[Stored data entries]
+--

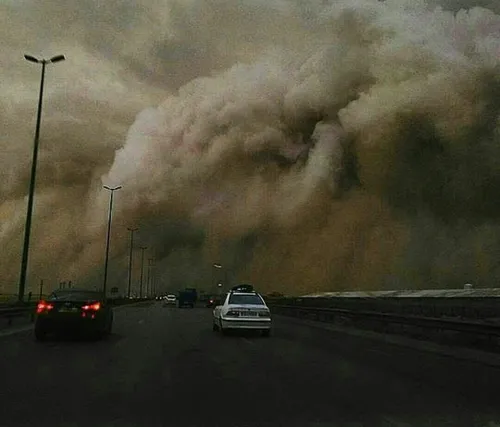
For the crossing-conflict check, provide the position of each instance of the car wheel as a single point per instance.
(40, 334)
(223, 331)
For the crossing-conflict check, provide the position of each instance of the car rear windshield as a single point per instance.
(245, 299)
(74, 296)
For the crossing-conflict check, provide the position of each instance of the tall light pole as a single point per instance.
(142, 248)
(150, 277)
(220, 267)
(112, 191)
(132, 230)
(31, 194)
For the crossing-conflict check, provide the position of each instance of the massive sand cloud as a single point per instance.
(327, 145)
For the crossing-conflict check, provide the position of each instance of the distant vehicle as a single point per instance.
(187, 297)
(169, 300)
(73, 310)
(242, 308)
(211, 302)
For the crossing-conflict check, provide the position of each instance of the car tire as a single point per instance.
(40, 334)
(222, 330)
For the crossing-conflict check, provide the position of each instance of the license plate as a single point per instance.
(68, 310)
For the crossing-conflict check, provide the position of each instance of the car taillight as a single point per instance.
(92, 307)
(43, 306)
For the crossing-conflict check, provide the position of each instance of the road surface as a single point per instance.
(166, 367)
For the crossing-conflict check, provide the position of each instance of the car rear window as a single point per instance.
(245, 299)
(74, 296)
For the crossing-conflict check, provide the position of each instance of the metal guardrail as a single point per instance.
(473, 308)
(330, 314)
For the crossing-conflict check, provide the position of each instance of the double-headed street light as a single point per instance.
(132, 230)
(27, 229)
(112, 190)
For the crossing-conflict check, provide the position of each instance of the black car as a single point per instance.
(73, 311)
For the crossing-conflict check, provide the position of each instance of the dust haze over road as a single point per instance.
(307, 145)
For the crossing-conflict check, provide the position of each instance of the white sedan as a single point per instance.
(242, 310)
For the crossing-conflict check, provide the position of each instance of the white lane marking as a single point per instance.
(372, 350)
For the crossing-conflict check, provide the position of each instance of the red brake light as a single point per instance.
(96, 306)
(43, 306)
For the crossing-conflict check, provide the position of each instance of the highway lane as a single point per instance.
(165, 367)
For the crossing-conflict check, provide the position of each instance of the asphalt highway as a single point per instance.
(166, 367)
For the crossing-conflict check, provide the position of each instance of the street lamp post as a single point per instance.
(31, 194)
(148, 281)
(142, 248)
(132, 230)
(112, 191)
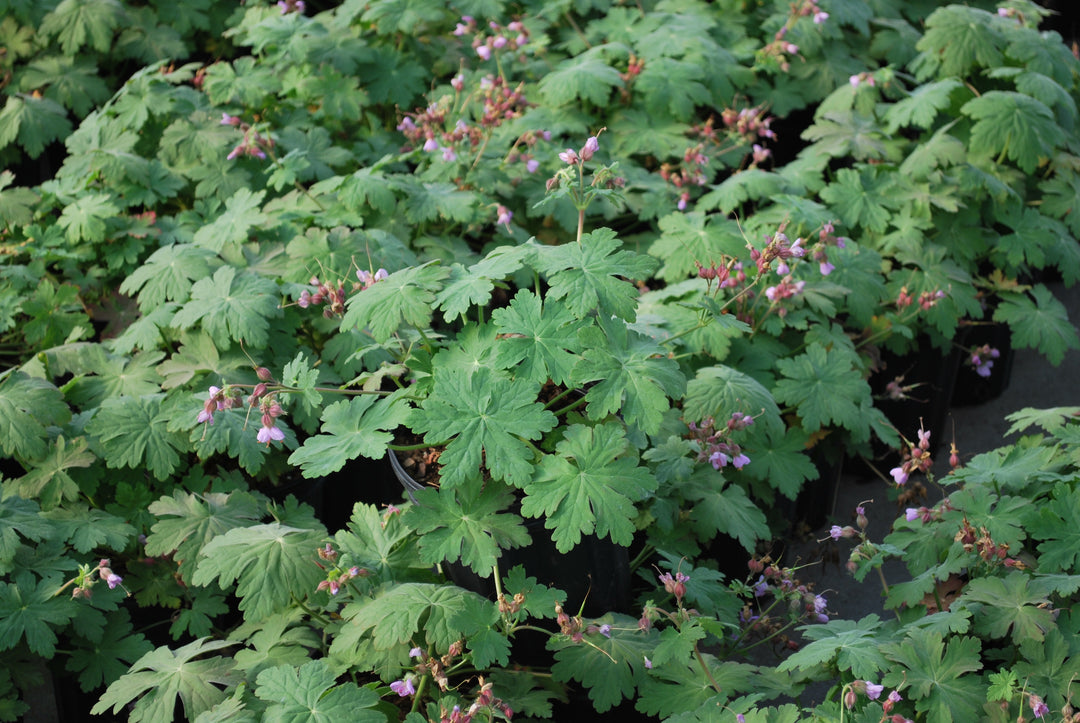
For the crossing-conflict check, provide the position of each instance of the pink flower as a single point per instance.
(403, 687)
(504, 216)
(592, 145)
(268, 434)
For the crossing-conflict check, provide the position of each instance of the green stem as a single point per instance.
(419, 694)
(421, 445)
(701, 661)
(642, 557)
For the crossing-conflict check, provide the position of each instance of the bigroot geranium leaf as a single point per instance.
(161, 675)
(361, 426)
(188, 522)
(461, 524)
(486, 417)
(405, 296)
(586, 275)
(272, 565)
(27, 406)
(311, 694)
(935, 675)
(633, 375)
(539, 340)
(590, 485)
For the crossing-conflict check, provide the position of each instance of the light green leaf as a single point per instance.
(272, 564)
(633, 375)
(361, 426)
(486, 417)
(1039, 321)
(405, 296)
(538, 340)
(187, 522)
(589, 486)
(231, 307)
(310, 694)
(133, 432)
(585, 275)
(242, 212)
(162, 675)
(467, 525)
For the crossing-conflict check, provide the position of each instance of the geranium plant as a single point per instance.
(338, 240)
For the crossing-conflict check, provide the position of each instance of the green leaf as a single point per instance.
(958, 39)
(585, 77)
(19, 518)
(17, 203)
(432, 201)
(242, 212)
(1009, 603)
(27, 406)
(862, 198)
(48, 481)
(921, 107)
(467, 525)
(1014, 125)
(824, 387)
(585, 275)
(1057, 525)
(486, 417)
(167, 275)
(133, 432)
(35, 122)
(272, 564)
(310, 694)
(405, 296)
(76, 23)
(84, 219)
(231, 307)
(1050, 666)
(362, 426)
(935, 675)
(589, 486)
(86, 529)
(688, 239)
(633, 375)
(100, 661)
(1040, 323)
(191, 521)
(719, 391)
(611, 668)
(162, 675)
(30, 610)
(400, 613)
(538, 340)
(850, 645)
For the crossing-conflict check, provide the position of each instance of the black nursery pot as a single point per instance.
(974, 389)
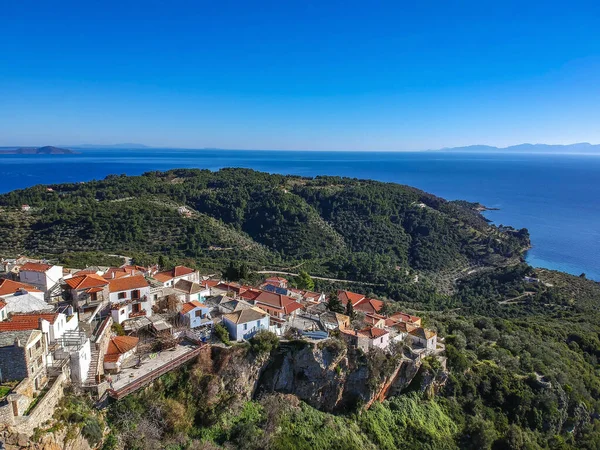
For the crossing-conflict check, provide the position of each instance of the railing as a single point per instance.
(149, 377)
(253, 331)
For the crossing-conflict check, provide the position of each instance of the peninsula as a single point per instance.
(46, 150)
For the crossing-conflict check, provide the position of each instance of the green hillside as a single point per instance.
(268, 221)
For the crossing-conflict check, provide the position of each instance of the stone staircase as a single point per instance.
(93, 370)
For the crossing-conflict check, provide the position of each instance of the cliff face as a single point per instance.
(12, 440)
(328, 376)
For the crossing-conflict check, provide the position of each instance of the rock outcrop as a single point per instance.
(328, 376)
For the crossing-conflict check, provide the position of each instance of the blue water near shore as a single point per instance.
(555, 196)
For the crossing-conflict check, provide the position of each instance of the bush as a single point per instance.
(118, 328)
(222, 334)
(264, 342)
(92, 431)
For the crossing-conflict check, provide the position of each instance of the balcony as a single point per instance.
(128, 301)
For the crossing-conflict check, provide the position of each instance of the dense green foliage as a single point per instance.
(522, 356)
(345, 228)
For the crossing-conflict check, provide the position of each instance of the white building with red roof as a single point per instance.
(360, 302)
(21, 298)
(170, 277)
(277, 281)
(42, 276)
(119, 349)
(62, 341)
(278, 306)
(196, 314)
(129, 298)
(87, 290)
(367, 338)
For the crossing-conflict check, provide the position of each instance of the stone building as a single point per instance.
(23, 355)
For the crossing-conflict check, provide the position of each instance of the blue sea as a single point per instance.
(555, 196)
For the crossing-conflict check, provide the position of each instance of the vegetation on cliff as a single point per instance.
(345, 228)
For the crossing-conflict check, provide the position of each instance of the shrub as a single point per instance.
(222, 334)
(264, 342)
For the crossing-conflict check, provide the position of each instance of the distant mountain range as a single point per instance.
(580, 148)
(115, 146)
(46, 150)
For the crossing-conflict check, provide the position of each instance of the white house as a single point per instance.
(76, 348)
(60, 336)
(245, 323)
(368, 338)
(42, 276)
(424, 338)
(170, 277)
(52, 325)
(119, 349)
(129, 297)
(192, 290)
(196, 314)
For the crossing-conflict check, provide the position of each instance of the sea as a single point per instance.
(557, 197)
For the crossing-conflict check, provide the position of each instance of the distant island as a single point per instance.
(46, 150)
(579, 148)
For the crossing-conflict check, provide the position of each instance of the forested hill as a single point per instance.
(342, 226)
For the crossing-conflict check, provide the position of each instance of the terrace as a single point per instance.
(136, 375)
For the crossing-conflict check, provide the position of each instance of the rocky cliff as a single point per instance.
(328, 376)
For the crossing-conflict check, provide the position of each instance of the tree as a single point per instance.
(304, 281)
(350, 310)
(334, 304)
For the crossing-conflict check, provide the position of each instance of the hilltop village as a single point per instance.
(110, 331)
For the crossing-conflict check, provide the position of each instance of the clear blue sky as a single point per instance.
(345, 75)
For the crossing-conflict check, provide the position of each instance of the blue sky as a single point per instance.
(351, 75)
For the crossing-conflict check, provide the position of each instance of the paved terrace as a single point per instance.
(154, 365)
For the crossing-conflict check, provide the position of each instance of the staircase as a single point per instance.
(93, 370)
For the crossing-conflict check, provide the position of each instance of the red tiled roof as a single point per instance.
(209, 283)
(30, 321)
(403, 317)
(118, 346)
(372, 332)
(422, 333)
(116, 272)
(84, 272)
(8, 287)
(127, 283)
(92, 290)
(177, 271)
(190, 306)
(276, 279)
(278, 301)
(250, 294)
(360, 302)
(86, 281)
(233, 287)
(35, 267)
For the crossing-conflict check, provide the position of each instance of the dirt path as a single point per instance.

+--

- _TASK ITEM_
Print all the entries again exactly as written, but without the pictures.

- _PROBLEM SOLUTION_
For the crossing-conflict check, provide the position of each instance of the car wheel as a single point per instance.
(40, 334)
(223, 331)
For the crossing-conflict check, provide the position of each instance of the car rear windshield as a single point per instance.
(245, 299)
(74, 296)
For the crossing-conflict check, provide the position of each instance of the tall light pole as a single point per instance.
(142, 248)
(150, 277)
(220, 267)
(112, 191)
(132, 230)
(31, 194)
For the crossing-conflict check, provide the position of each instance of the massive sand cloud as a single point per instance.
(327, 145)
For the crossing-conflict check, provide the position of each instance of the distant vehicle as a single point per instance.
(187, 297)
(169, 300)
(73, 310)
(242, 308)
(211, 302)
For the crossing-conflict check, provide the position of each instance of the car tire as a single point per instance.
(40, 334)
(222, 330)
For the crossing-conflict check, provide the position of each instance of the license plate as a single point per instance.
(68, 310)
For the crossing-conflict check, provide the position of each instance of the car taillight as a single point per instance.
(92, 307)
(43, 306)
For the crossing-conflict check, provide the position of each instance of the road surface as a single point per instance.
(166, 367)
For the crossing-conflict check, provide the position of each instance of the car rear window as a single point per instance.
(245, 299)
(74, 296)
For the crossing-conflict check, provide the position of each instance of the metal guardrail as a single point per instance.
(473, 308)
(330, 314)
For the crossing-conflict check, provide the position of each instance of the double-headed street light as a single point per instance.
(132, 230)
(27, 229)
(112, 190)
For the crossing-conflict check, provide the position of each instance of the black car as a single point per instance.
(73, 311)
For the crossing-conflict check, provide the position of each instance of the dust haze over road as a single point per instance.
(307, 145)
For the crossing-conflict check, provide the position of each instance of the white sedan as a single point per instance.
(242, 310)
For the crossing-conflict check, provide the position of each instance of the white lane marking as a single point per instance.
(372, 350)
For the crossing-conflict check, provide the position of each instance of the red brake light as a single point per instance.
(96, 306)
(43, 306)
For the crossing-conflict check, provide the position of each instance of the highway lane as a single point per instance.
(165, 367)
For the crossing-conflict check, provide the position of each instance of the asphalt highway as a single point per instance.
(166, 367)
For the crossing-conflict check, provide the position of each instance of the street lamp post as a single point per instance.
(31, 194)
(148, 281)
(142, 248)
(132, 230)
(112, 191)
For the crossing-conflict check, provide the position of each instance of the pink flower as a single point per instance.
(403, 687)
(504, 216)
(592, 145)
(268, 434)
For the crossing-conflict check, provide the position of each instance of the green stem as a single point per instance.
(419, 694)
(421, 445)
(701, 661)
(642, 557)
For the crossing-conflict check, provide the position of each instance of the bigroot geranium leaf as a single point per instance.
(161, 675)
(361, 426)
(188, 522)
(461, 524)
(486, 417)
(405, 296)
(586, 275)
(272, 565)
(27, 406)
(311, 694)
(935, 675)
(633, 375)
(539, 340)
(590, 485)
For the crossing-conflict check, provide the position of each instance of the light green leaf as a single point per instance.
(272, 564)
(633, 375)
(361, 426)
(486, 417)
(1039, 321)
(405, 296)
(538, 340)
(187, 522)
(589, 486)
(231, 307)
(310, 694)
(133, 432)
(585, 275)
(242, 212)
(162, 675)
(467, 525)
For the crossing-conflict check, provide the position of each instance of the geranium plant as a single point per instance.
(338, 240)
For the crossing-conflict check, provide the position of each instance of the green leaf as a single point per instance.
(958, 39)
(585, 77)
(19, 518)
(17, 203)
(432, 201)
(242, 212)
(1009, 603)
(27, 406)
(862, 198)
(48, 481)
(921, 107)
(467, 525)
(1014, 125)
(824, 387)
(585, 275)
(1057, 525)
(486, 417)
(167, 275)
(133, 432)
(35, 122)
(272, 564)
(310, 694)
(405, 296)
(76, 23)
(84, 219)
(231, 307)
(1050, 666)
(362, 426)
(935, 675)
(589, 486)
(86, 529)
(688, 239)
(633, 375)
(100, 661)
(1040, 323)
(191, 521)
(719, 391)
(611, 668)
(162, 675)
(30, 610)
(400, 613)
(538, 340)
(850, 645)
For the crossing-conflict check, provide the position of each instance of the black nursery pot as a single point per instance.
(974, 389)
For the crossing-conflict check, provide the position of each instance of the railing as a single point per instance.
(149, 377)
(253, 331)
For the crossing-conflict check, provide the position of each instance of the peninsula as a single point per instance.
(46, 150)
For the crossing-conflict check, provide the position of each instance of the green hillside as a single point per instance.
(268, 221)
For the crossing-conflict check, provide the position of each instance of the stone staircase as a single point per instance.
(93, 370)
For the crossing-conflict check, provide the position of each instance of the cliff face as a single point per instance.
(12, 440)
(328, 376)
For the crossing-conflict check, provide the position of each instance of the rock outcrop as a single point per instance.
(328, 376)
For the crossing-conflict check, provide the position of each instance of the blue water near shore as a single point per instance.
(555, 196)
For the crossing-conflict check, provide the position of each instance of the bush as a single point per instance.
(118, 328)
(222, 334)
(264, 342)
(92, 431)
For the crossing-conflict check, provide the position of each instance of the balcony as a single point per instance.
(128, 301)
For the crossing-conflict check, provide the position of each instance of the dense green foliage as a single point per instance.
(522, 356)
(345, 228)
For the crossing-conflict check, provide the position of each instance of the white building with red roof as a single point per instance.
(360, 302)
(21, 298)
(170, 277)
(277, 281)
(42, 276)
(119, 349)
(62, 341)
(278, 306)
(196, 314)
(129, 298)
(87, 290)
(367, 338)
For the crossing-conflict check, provide the position of each instance of the stone building as a single point per instance.
(23, 355)
For the crossing-conflict check, provide the position of each instance of the blue sea as a single point per instance.
(555, 196)
For the crossing-conflict check, provide the position of each instance of the vegetation on cliff as a single point per instance.
(345, 228)
For the crossing-conflict check, provide the position of each instance of the shrub as a single point per instance.
(222, 334)
(264, 342)
For the crossing-conflict check, provide the position of each instance of the distant mountain range as a single point per instance.
(580, 148)
(115, 146)
(46, 150)
For the crossing-conflict check, provide the position of each instance of the white house as a single point per instance.
(76, 348)
(60, 336)
(245, 323)
(368, 338)
(42, 276)
(424, 338)
(170, 277)
(52, 325)
(119, 349)
(129, 297)
(192, 290)
(196, 314)
For the crossing-conflict check, provide the position of each instance of the sea as a single point per instance.
(557, 197)
For the crossing-conflict check, provide the position of each instance of the distant island as a single point per instance.
(46, 150)
(579, 148)
For the crossing-conflict check, provide the position of each instance of the forested hill as a single point per instance.
(342, 226)
For the crossing-conflict check, provide the position of each instance of the terrace as a single point per instance.
(136, 375)
For the crossing-conflict check, provide the position of each instance of the rocky cliff as a single point per instance.
(328, 376)
For the crossing-conflict check, provide the position of each instance of the tree as a single point per instance.
(304, 281)
(350, 310)
(334, 304)
For the crossing-conflict check, provide the position of each instance of the hilltop village as a single point per instance.
(110, 331)
For the crossing-conflict check, provide the position of each instance of the clear blue sky as a single point per instance.
(345, 75)
For the crossing-conflict check, provide the position of each instance of the blue sky as a single point per instance.
(351, 75)
For the crossing-conflict check, provide the position of each instance of the paved terrace as a single point per instance.
(154, 365)
For the crossing-conflict check, provide the position of each instance of the staircase as a single point per instance.
(93, 370)
For the crossing-conflict check, provide the position of each instance of the red tiled roof as a single point per instance.
(209, 283)
(30, 321)
(403, 317)
(118, 346)
(372, 332)
(422, 333)
(116, 272)
(84, 272)
(8, 287)
(127, 283)
(92, 290)
(177, 271)
(190, 306)
(276, 279)
(278, 301)
(250, 294)
(360, 302)
(86, 281)
(233, 287)
(35, 267)
For the crossing-conflict check, provide the position of each instance of the dirt path as a single point per instance.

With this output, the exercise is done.